Set problem
Update the records from the line with "Locate the rocky summit" up to and including the line with "Target: rocky summit" by swapping "rocky summit" for "rocky peak" and leaving everything else untouched. Return only those lines.

Available data
----------------------------------------

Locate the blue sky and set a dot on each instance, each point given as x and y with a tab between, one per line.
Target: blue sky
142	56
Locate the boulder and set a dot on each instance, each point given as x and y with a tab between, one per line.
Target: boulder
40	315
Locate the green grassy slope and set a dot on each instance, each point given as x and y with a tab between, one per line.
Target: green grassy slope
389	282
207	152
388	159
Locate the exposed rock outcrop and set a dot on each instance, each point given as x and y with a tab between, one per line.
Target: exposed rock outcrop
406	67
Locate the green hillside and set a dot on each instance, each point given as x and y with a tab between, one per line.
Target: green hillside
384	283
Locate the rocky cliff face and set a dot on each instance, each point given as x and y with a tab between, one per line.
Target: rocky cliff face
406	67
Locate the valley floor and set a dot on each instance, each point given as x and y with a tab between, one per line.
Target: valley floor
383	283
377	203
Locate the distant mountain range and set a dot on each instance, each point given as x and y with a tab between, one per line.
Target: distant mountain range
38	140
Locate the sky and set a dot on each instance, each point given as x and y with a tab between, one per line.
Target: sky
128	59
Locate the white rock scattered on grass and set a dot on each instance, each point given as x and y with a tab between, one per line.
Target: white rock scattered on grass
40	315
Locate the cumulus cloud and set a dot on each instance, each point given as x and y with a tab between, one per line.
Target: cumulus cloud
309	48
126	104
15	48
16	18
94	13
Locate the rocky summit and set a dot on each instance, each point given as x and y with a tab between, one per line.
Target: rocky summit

----------------------------------------

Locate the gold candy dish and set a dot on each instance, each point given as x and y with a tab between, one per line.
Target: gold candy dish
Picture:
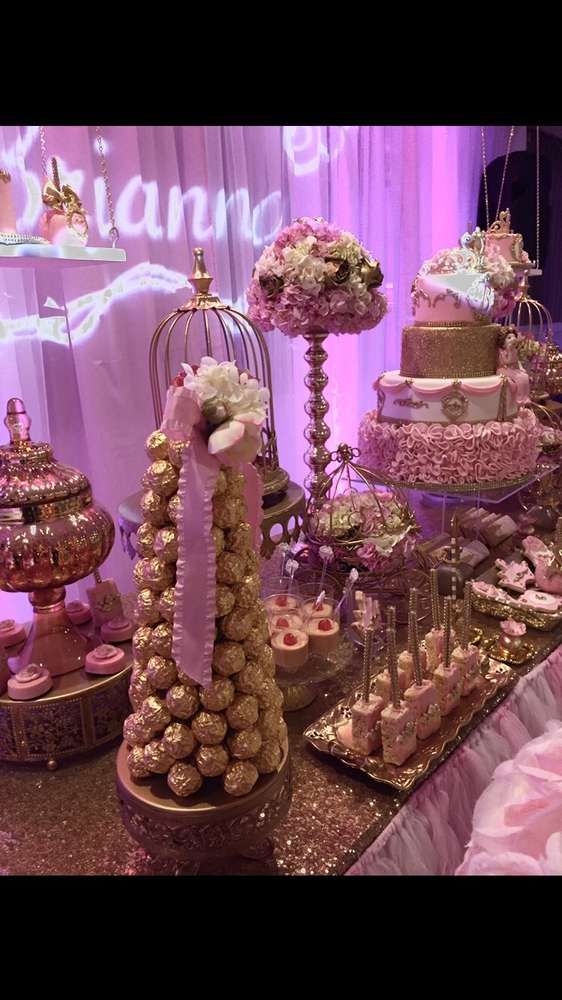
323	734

----------------------------------------

Full output
Locate the rocky peak and set a dot on each instance, each point given as x and y with a tab between, one per line.
Target: rocky peak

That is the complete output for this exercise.